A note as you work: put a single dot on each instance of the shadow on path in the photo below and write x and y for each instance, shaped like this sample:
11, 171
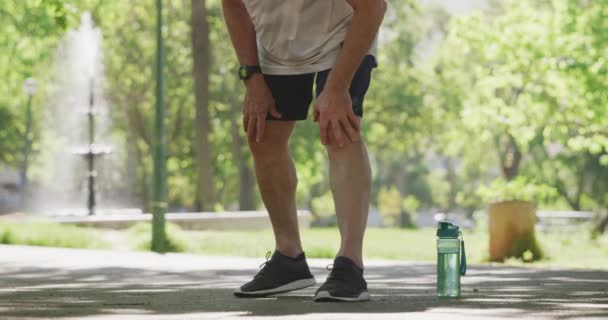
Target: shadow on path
495, 291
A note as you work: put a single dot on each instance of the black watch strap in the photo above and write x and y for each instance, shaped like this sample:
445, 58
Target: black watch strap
245, 72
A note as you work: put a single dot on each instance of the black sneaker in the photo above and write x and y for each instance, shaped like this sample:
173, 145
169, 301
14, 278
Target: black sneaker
279, 274
344, 283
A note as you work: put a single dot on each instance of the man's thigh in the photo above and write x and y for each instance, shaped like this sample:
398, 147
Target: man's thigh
292, 95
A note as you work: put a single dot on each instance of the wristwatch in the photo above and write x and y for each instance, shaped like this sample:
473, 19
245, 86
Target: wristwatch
245, 72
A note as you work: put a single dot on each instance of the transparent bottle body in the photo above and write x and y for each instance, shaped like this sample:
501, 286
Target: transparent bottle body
448, 268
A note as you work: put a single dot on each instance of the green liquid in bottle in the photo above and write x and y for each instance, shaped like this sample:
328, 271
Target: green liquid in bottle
448, 275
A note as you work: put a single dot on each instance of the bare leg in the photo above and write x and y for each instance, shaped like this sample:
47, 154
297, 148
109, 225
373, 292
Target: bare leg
350, 179
277, 181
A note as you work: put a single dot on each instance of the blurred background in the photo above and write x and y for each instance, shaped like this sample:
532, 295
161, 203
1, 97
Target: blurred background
491, 114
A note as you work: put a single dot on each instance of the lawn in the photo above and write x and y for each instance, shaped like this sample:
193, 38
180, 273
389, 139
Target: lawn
574, 249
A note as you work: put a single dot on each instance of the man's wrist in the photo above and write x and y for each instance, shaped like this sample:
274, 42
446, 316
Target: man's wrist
254, 78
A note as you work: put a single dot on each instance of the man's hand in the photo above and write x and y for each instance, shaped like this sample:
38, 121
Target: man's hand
334, 112
258, 103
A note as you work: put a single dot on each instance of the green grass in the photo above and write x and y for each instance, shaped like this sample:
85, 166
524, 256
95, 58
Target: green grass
50, 235
572, 249
575, 250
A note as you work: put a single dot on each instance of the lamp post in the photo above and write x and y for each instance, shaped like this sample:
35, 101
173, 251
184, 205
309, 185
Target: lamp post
159, 202
29, 88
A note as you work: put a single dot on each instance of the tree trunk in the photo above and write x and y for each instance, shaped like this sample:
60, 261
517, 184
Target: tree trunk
246, 178
201, 56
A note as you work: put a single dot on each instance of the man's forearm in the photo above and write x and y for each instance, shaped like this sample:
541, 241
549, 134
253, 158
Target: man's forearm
241, 30
368, 16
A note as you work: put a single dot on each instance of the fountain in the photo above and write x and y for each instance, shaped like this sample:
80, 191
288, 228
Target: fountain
81, 122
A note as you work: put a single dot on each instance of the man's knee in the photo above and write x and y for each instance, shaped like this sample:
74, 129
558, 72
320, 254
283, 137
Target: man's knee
337, 153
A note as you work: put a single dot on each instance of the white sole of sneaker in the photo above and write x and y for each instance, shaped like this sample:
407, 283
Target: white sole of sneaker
296, 285
325, 296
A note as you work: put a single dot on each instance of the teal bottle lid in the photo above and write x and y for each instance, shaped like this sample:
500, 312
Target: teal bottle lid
447, 230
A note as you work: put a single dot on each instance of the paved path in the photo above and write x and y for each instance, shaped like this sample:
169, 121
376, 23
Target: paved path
43, 283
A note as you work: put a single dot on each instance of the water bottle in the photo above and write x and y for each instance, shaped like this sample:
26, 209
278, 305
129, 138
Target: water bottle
451, 260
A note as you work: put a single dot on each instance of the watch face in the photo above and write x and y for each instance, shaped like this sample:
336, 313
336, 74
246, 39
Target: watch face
243, 73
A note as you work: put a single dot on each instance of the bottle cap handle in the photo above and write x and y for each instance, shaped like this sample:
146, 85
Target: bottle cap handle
463, 257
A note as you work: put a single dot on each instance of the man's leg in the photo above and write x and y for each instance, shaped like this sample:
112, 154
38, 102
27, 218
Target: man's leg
277, 181
350, 179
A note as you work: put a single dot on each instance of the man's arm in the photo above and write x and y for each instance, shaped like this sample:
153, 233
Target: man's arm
368, 15
258, 98
333, 109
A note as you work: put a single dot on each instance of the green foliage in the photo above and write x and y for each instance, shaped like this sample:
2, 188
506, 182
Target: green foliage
525, 77
176, 239
520, 189
49, 235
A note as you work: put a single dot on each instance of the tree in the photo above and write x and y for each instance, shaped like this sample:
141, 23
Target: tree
201, 53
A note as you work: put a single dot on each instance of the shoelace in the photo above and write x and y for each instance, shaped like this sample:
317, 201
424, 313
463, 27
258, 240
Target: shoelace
264, 265
333, 275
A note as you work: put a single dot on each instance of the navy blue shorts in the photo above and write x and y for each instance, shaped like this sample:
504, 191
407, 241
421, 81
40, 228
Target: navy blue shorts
293, 93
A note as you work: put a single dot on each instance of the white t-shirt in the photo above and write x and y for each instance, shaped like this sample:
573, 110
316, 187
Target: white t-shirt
299, 36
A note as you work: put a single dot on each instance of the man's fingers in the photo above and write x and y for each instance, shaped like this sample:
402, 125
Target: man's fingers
261, 123
274, 112
251, 127
323, 127
337, 131
350, 131
354, 121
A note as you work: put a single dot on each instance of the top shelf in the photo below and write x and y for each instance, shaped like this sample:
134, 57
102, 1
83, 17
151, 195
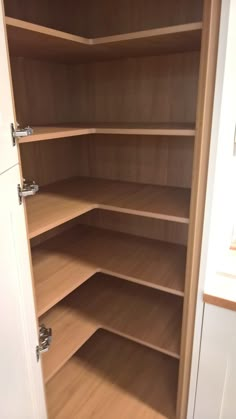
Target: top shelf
73, 130
35, 41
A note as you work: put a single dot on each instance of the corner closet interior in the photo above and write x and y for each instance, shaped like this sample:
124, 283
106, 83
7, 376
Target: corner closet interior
110, 89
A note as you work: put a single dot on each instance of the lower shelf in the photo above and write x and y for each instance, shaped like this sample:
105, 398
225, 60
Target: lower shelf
141, 314
63, 263
111, 377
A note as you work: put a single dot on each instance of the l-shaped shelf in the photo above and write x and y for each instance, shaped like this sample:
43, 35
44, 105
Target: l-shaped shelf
117, 306
64, 262
118, 376
62, 201
73, 130
35, 41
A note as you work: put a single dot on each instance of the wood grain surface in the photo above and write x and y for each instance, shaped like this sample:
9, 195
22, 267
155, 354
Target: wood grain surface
119, 378
114, 305
63, 263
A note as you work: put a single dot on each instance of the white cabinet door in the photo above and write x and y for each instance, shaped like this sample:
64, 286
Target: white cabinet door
216, 388
8, 153
21, 384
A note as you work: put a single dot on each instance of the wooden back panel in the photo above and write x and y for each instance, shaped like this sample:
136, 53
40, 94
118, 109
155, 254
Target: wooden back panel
141, 159
143, 90
106, 17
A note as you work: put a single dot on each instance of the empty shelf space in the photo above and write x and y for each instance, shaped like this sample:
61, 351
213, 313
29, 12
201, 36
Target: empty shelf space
63, 263
62, 201
35, 41
111, 374
117, 306
73, 130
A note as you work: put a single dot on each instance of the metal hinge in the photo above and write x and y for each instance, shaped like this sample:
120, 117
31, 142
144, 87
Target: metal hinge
17, 132
45, 339
29, 188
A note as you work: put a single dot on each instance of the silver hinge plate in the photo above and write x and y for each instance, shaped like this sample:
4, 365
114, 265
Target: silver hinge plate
17, 132
45, 339
29, 188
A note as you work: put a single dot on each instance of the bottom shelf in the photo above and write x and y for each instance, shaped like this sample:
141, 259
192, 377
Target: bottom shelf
111, 377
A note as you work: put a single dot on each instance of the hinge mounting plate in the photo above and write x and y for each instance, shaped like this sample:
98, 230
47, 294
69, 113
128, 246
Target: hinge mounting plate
17, 132
45, 339
29, 188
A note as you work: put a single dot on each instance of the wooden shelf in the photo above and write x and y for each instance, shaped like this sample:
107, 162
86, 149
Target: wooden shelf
35, 41
63, 263
119, 376
117, 306
74, 130
62, 201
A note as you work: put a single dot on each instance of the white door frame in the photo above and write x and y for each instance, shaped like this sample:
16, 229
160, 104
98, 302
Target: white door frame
222, 135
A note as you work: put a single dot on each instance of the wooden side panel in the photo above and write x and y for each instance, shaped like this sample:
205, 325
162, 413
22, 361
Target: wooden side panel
42, 92
200, 168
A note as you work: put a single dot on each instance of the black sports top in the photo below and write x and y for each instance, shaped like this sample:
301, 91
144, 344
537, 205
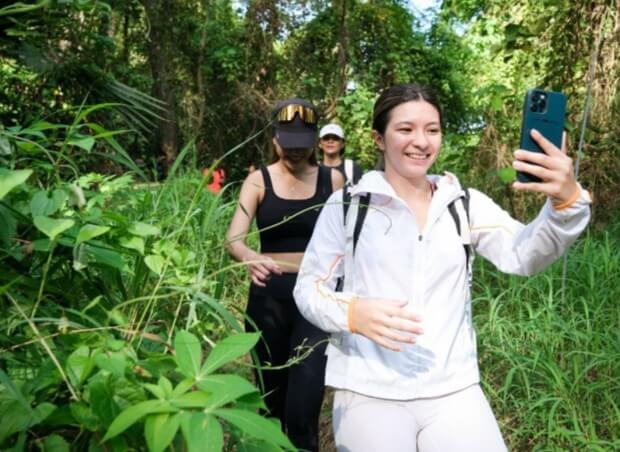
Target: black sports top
294, 234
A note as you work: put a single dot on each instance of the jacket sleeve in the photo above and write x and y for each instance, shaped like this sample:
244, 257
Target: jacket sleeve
322, 265
525, 249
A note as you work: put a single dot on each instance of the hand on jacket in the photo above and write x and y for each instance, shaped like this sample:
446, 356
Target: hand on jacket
554, 168
261, 267
385, 321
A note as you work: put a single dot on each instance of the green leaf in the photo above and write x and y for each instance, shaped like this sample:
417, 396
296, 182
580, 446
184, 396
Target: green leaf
82, 141
255, 425
155, 263
79, 365
188, 353
10, 179
225, 388
105, 256
133, 243
159, 430
507, 175
229, 349
42, 204
202, 432
156, 390
134, 413
52, 227
143, 229
114, 363
102, 399
55, 443
90, 231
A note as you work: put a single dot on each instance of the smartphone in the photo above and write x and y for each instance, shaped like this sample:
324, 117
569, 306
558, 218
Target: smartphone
545, 112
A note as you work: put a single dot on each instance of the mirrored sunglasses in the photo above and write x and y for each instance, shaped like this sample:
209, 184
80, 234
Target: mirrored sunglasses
288, 112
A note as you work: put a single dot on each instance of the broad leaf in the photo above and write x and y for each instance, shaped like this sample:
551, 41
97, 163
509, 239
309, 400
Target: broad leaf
79, 365
143, 229
11, 179
134, 413
225, 388
90, 231
256, 426
202, 432
105, 256
159, 430
55, 443
114, 363
229, 349
82, 141
42, 204
52, 227
155, 263
133, 243
188, 353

## WHAT YOU NEED TO DO:
Return the lines beginning at the one that contains "of the smartphone" and continuing through the last line of the data, exactly as they stand and without any others.

## THE RESULT:
A note as you work: put a single dot on each instance of the smartphone in the photo above and write x and y for each instance, shaped like this sample:
324, 117
569, 306
558, 218
Target: smartphone
545, 112
A note as you work: put a single dot on each instance of the mirrored sunglasses in the photo above and write x and y for each instance, shaped like this sample:
209, 184
80, 234
Target: mirrored sunglasses
288, 112
A note as you work: put a single dot on each instance of the broad leaf in the photo above and write x and y for each instance, shaped like this sample:
551, 41
97, 163
509, 239
309, 400
Target: broad leaf
79, 365
143, 229
11, 179
134, 413
225, 388
90, 231
256, 426
202, 432
105, 256
159, 430
55, 443
114, 363
229, 349
82, 141
42, 204
52, 227
155, 263
133, 243
188, 353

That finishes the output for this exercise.